TRECHO FORNECIDO -
• • •

Estava trabalhando normalmente todos os dias no hospitais em que atuo. No domingo, 2 de agosto, comecei a passar mal no plantão. Um quadro de febre e cansaço. Saí do trabalho e fui direto para o hospital ser consultado. Fiz a tomografia e ali mesmo foi diagnosticado que já tinha um foco do vírus no meu pulmão. Me afastei por 14 dias e fiquei sozinho, em total isolamento, dentro de casa.
Quando a situação piorou?
No dia 13 de agosto, quando estava terminando o período de isolamento, comecei a complicar. Sentia muita falta de ar e a minha saturação (que é o nível de oxigênio no sangue) começou a cair. A febre não cessava. Até que a saturação chegou a 80 e o ideal é acima de 95. Voltei para o hospital e fui levado direto para a UTI, onde fiquei durante cinco dias.
Como é ficar na UTI totalmente isolado, sem contato com ninguém?
É bem angustiante. O meu procedimento foi o mesmo que o cantor sertanejo Cauã estava tendo. Fiquei com uma máscara com ventilação não invasiva que parece uma máscara de mergulho (o suporte melhora os níveis de oxigenação e diminui o desconforto respiratório, evitando, dessa forma, a necessidade de intubação). Fiquei quatro dias totalmente dependente do aparelho e é uma angústia muito grande. Quando eu tirava a máscara, não conseguia respirar. Vinham mil pensamentos na cabeça e um deles era: 'será que eu vou sobreviver?'. Também sentia uma pressão muito forte no peito, parecendo que uma pessoa tinha sentado nele.
Wanderson Gonçalves
Médico
"Vinham mil pensamentos na cabeça e um deles era: 'será que eu vou sobreviver?'. Também sentia uma pressão muito forte no peito, parecendo que uma pessoa tinha sentado nele."

• • •

ATIVIDADE - Reproduza o trecho fornecido por inteiro, sem mudar nada.

LISTAGEM DE DADOS -
• • •

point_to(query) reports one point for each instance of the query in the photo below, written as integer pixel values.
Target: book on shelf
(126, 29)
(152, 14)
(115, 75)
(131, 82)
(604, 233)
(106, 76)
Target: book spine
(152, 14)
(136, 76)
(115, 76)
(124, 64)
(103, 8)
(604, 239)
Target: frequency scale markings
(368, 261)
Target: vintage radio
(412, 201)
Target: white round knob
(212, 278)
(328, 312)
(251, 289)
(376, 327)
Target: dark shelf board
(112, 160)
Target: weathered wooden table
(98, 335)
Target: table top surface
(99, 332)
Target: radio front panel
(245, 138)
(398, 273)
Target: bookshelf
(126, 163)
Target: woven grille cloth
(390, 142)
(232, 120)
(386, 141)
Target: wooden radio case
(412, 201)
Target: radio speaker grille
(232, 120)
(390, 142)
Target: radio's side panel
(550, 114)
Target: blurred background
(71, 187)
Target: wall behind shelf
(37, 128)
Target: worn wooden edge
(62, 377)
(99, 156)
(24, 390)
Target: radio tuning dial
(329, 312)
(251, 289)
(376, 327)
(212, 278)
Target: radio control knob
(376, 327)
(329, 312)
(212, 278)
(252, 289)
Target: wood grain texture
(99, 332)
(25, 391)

• • •

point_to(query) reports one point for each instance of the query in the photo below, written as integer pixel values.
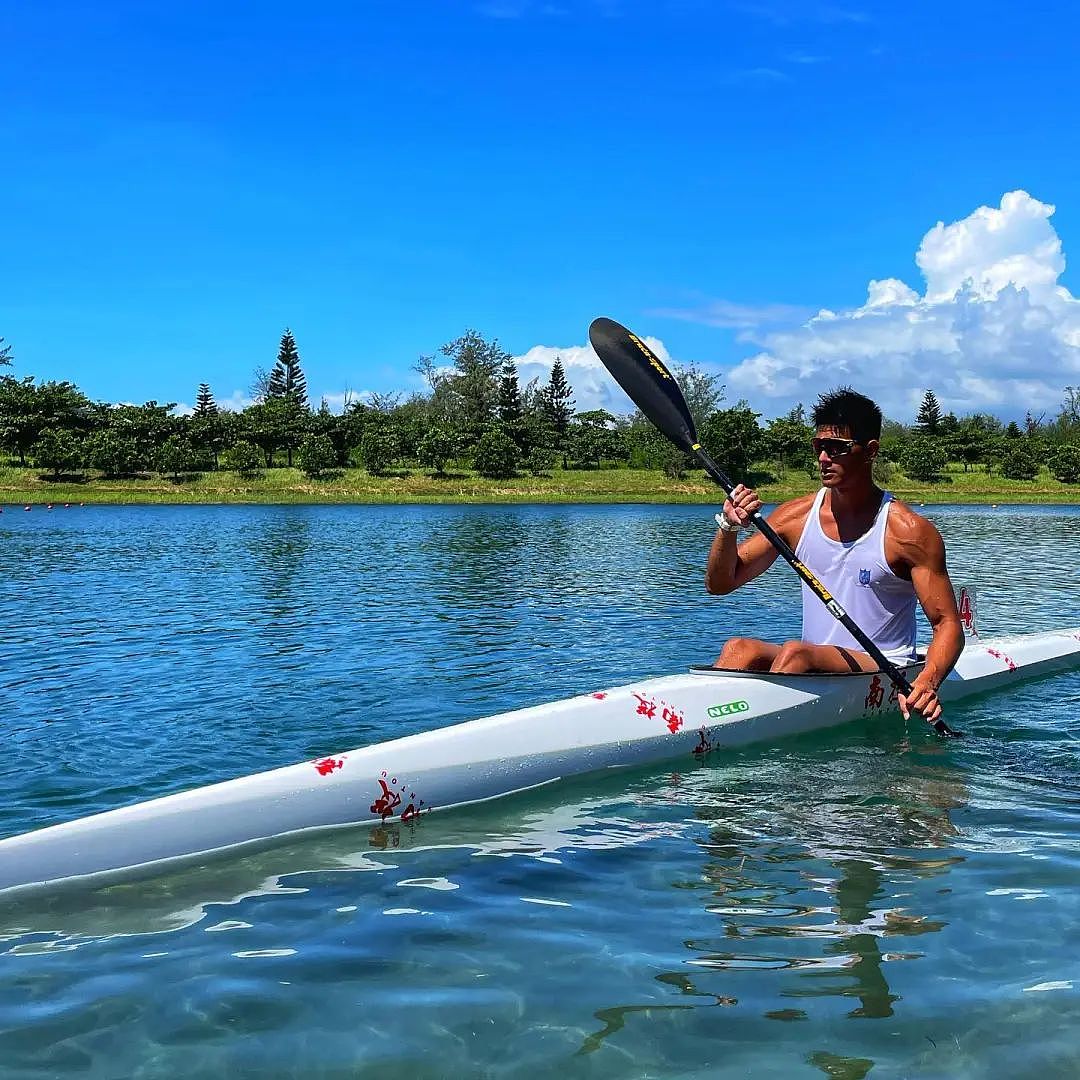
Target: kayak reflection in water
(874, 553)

• • •

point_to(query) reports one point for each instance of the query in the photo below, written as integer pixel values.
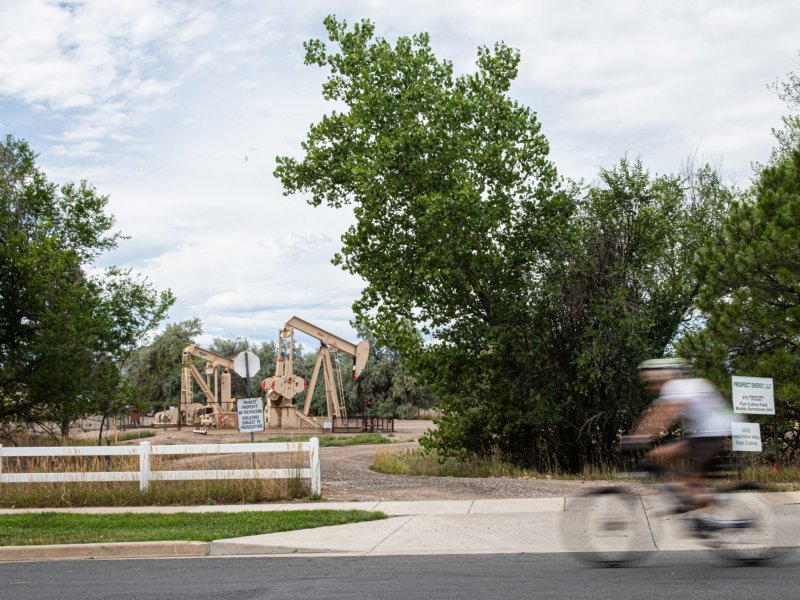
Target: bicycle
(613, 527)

• • •

RESOLUÇÃO DO PROBLEMA -
Estava trabalhando normalmente todos os dias no hospitais em que atuo. No domingo, 2 de agosto, comecei a passar mal no plantão. Um quadro de febre e cansaço. Saí do trabalho e fui direto para o hospital ser consultado. Fiz a tomografia e ali mesmo foi diagnosticado que já tinha um foco do vírus no meu pulmão. Me afastei por 14 dias e fiquei sozinho, em total isolamento, dentro de casa.
Quando a situação piorou?
No dia 13 de agosto, quando estava terminando o período de isolamento, comecei a complicar. Sentia muita falta de ar e a minha saturação (que é o nível de oxigênio no sangue) começou a cair. A febre não cessava. Até que a saturação chegou a 80 e o ideal é acima de 95. Voltei para o hospital e fui levado direto para a UTI, onde fiquei durante cinco dias.
Como é ficar na UTI totalmente isolado, sem contato com ninguém?
É bem angustiante. O meu procedimento foi o mesmo que o cantor sertanejo Cauã estava tendo. Fiquei com uma máscara com ventilação não invasiva que parece uma máscara de mergulho (o suporte melhora os níveis de oxigenação e diminui o desconforto respiratório, evitando, dessa forma, a necessidade de intubação). Fiquei quatro dias totalmente dependente do aparelho e é uma angústia muito grande. Quando eu tirava a máscara, não conseguia respirar. Vinham mil pensamentos na cabeça e um deles era: 'será que eu vou sobreviver?'. Também sentia uma pressão muito forte no peito, parecendo que uma pessoa tinha sentado nele.
Wanderson Gonçalves
Médico
"Vinham mil pensamentos na cabeça e um deles era: 'será que eu vou sobreviver?'. Também sentia uma pressão muito forte no peito, parecendo que uma pessoa tinha sentado nele."